Only the lines with "window" in them need to be copied from the listing.

--- Material for the task ---

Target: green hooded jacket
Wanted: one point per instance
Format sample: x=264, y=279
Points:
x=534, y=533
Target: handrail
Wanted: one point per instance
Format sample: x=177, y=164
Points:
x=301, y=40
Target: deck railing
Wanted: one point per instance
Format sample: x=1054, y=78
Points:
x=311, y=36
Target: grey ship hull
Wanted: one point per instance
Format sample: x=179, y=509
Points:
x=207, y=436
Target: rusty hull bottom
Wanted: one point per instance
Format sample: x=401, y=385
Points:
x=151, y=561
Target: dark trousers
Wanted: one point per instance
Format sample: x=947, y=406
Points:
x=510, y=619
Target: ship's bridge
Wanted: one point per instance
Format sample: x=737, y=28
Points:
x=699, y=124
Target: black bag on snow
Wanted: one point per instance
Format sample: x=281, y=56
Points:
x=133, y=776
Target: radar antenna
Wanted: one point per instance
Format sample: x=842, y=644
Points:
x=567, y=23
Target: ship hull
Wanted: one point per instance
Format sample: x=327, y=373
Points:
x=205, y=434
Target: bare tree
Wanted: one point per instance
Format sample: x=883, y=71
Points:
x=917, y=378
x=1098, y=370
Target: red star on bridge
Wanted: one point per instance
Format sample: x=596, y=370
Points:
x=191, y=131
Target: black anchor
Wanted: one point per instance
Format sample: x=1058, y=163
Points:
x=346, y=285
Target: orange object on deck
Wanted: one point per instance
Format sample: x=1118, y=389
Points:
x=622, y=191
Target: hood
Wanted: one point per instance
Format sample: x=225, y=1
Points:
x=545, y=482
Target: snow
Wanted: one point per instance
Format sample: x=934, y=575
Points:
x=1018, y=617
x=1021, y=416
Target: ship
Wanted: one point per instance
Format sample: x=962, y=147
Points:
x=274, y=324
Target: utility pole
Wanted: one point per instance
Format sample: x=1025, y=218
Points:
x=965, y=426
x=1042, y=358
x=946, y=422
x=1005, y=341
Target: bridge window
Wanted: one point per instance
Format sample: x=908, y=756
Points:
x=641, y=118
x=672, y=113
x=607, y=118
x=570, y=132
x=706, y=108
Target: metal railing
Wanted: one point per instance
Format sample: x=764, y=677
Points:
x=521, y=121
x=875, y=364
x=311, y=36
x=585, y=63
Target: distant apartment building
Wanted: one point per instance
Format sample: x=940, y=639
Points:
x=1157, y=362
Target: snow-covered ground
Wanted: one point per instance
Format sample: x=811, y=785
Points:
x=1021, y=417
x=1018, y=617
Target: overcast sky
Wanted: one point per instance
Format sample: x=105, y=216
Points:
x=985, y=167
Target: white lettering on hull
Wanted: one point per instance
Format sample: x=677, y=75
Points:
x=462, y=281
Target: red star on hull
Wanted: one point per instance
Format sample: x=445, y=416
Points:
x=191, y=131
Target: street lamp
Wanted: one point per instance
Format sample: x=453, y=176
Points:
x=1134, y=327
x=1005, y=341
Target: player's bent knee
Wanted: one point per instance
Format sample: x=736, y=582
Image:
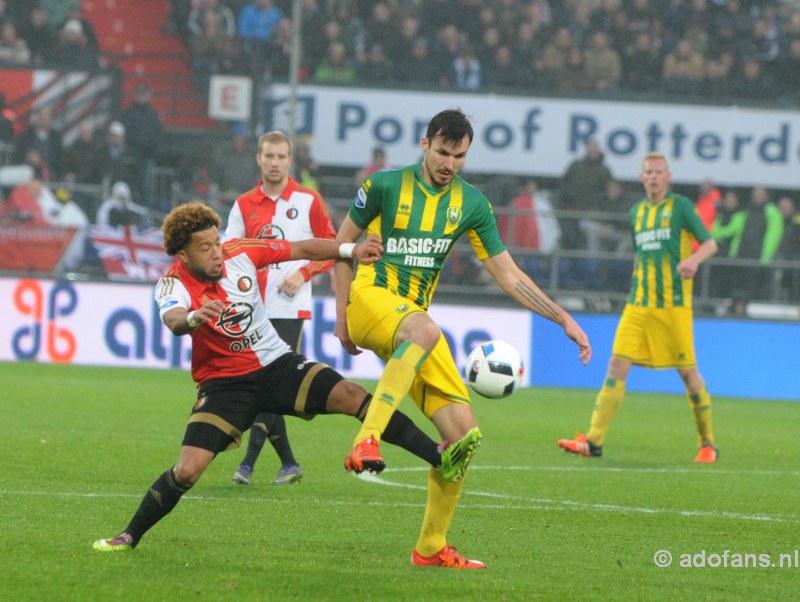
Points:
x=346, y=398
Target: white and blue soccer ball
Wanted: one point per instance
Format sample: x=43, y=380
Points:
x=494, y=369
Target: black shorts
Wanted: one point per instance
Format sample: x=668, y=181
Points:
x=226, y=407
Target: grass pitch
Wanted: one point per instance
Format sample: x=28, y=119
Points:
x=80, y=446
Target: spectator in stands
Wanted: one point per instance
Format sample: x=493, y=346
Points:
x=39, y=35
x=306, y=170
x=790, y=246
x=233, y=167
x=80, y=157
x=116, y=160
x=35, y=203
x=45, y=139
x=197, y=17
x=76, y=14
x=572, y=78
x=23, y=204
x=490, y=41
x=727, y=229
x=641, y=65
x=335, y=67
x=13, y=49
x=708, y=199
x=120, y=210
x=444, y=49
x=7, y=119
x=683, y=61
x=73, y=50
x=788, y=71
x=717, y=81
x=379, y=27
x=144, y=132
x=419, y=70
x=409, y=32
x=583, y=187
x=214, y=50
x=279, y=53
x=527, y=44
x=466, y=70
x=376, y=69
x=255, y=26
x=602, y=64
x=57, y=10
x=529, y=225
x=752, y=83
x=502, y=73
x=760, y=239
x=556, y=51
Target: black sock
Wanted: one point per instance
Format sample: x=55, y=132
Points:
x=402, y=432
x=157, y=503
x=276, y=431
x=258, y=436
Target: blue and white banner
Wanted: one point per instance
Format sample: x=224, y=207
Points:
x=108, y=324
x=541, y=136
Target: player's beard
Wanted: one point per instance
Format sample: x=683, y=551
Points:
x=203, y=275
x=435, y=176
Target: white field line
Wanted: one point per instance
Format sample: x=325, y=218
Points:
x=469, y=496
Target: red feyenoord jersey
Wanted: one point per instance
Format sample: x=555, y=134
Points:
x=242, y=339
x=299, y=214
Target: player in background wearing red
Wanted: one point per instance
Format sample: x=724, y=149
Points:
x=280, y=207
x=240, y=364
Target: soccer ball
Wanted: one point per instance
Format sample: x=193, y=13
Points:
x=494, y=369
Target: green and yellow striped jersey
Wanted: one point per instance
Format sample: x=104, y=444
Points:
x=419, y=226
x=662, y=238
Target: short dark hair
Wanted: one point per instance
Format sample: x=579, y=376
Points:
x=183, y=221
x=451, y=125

---
--- Material for the task ---

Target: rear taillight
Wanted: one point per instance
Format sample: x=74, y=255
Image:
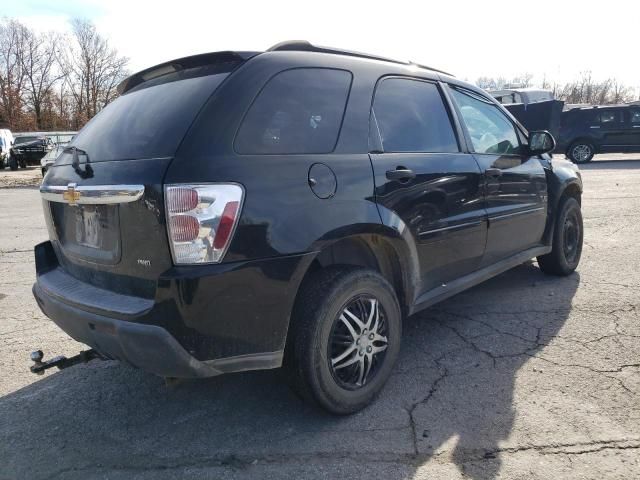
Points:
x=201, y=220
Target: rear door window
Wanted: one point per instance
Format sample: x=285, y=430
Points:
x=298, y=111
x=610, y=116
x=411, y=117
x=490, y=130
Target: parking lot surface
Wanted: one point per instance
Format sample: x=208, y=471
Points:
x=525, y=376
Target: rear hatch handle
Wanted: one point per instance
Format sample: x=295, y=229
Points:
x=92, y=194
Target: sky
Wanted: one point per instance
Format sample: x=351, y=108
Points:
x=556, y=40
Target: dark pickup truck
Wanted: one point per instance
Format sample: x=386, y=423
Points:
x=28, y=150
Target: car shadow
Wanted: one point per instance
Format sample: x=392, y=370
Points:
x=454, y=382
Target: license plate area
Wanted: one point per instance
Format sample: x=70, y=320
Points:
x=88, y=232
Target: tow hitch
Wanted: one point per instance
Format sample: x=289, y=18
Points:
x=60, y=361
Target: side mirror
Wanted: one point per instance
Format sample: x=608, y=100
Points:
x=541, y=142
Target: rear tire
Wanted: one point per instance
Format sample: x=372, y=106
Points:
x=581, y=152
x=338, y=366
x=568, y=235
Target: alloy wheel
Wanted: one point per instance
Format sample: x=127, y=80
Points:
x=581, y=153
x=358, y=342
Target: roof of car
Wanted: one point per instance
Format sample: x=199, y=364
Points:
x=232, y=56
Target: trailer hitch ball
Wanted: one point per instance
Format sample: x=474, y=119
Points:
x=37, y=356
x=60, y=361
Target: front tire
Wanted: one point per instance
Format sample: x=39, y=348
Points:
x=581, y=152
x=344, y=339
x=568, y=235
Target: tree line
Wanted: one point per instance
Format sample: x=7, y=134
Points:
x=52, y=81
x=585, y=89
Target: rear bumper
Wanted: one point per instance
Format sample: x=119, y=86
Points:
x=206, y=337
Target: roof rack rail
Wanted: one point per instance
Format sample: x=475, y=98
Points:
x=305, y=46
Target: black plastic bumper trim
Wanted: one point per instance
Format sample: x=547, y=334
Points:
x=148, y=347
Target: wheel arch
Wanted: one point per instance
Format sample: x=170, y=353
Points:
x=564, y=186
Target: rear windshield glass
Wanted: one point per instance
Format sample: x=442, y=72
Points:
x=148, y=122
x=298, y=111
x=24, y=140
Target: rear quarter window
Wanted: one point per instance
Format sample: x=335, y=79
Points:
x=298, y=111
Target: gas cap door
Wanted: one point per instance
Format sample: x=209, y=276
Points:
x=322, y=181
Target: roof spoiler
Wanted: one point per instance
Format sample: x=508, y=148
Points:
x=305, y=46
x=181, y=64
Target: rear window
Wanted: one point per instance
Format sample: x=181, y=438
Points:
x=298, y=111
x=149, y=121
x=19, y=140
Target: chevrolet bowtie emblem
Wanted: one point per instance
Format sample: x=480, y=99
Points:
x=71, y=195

---
--- Material for the task ---

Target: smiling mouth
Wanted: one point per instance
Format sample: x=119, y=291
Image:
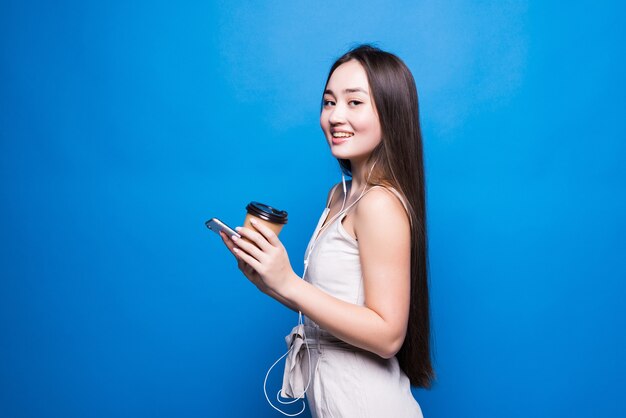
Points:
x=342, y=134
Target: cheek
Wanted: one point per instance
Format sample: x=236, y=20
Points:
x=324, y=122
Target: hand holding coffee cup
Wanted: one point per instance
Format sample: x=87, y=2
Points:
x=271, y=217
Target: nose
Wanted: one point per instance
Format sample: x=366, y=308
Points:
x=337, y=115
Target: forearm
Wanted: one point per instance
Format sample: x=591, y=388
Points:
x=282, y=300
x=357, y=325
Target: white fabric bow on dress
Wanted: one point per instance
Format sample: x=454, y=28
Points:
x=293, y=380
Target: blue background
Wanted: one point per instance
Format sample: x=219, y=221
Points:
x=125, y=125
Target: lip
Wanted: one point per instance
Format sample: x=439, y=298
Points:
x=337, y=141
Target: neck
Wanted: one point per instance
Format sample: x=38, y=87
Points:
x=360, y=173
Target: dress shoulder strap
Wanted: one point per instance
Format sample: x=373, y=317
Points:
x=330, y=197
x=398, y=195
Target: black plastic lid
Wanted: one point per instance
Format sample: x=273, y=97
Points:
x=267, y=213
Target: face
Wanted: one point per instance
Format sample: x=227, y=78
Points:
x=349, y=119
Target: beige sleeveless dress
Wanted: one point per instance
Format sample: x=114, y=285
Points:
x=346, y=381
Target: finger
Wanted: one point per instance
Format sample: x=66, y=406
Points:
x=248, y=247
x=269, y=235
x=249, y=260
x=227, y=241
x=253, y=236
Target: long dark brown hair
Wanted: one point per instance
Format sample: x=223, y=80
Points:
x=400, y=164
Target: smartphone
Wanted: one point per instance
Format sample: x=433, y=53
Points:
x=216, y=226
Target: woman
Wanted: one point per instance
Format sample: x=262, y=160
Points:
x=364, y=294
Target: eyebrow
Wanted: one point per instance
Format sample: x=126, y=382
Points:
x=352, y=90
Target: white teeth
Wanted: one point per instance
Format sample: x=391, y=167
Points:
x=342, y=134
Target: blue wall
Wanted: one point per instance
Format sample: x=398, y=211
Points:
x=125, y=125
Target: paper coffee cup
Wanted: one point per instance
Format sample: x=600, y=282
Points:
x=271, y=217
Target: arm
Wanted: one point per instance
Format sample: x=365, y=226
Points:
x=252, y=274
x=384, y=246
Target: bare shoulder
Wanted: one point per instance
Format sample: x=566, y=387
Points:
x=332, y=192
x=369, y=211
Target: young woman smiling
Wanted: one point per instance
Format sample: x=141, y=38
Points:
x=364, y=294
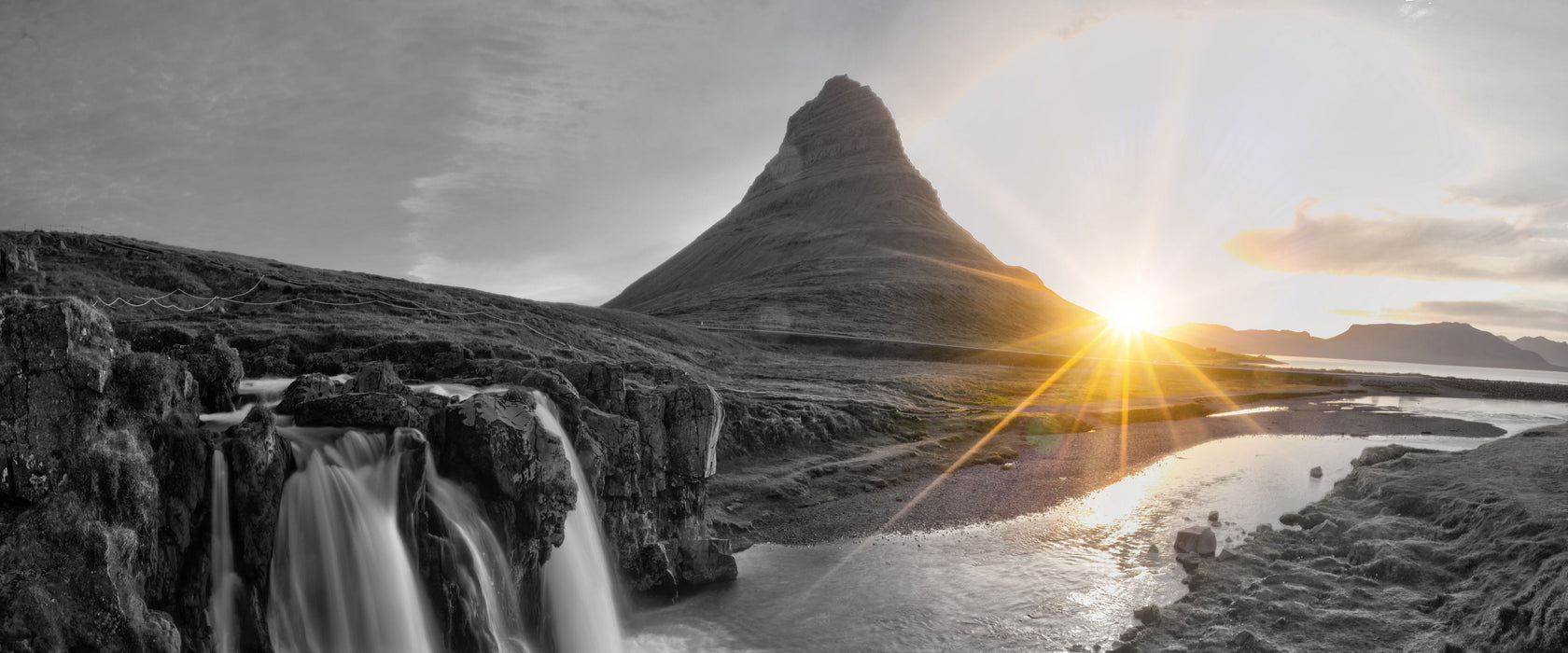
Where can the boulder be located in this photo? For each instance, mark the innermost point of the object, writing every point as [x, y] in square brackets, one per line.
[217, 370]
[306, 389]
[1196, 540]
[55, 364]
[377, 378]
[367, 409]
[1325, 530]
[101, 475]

---

Solution for this problem —
Target: bridge window
Target: rear door window
Target: rear quarter window
Target: rear window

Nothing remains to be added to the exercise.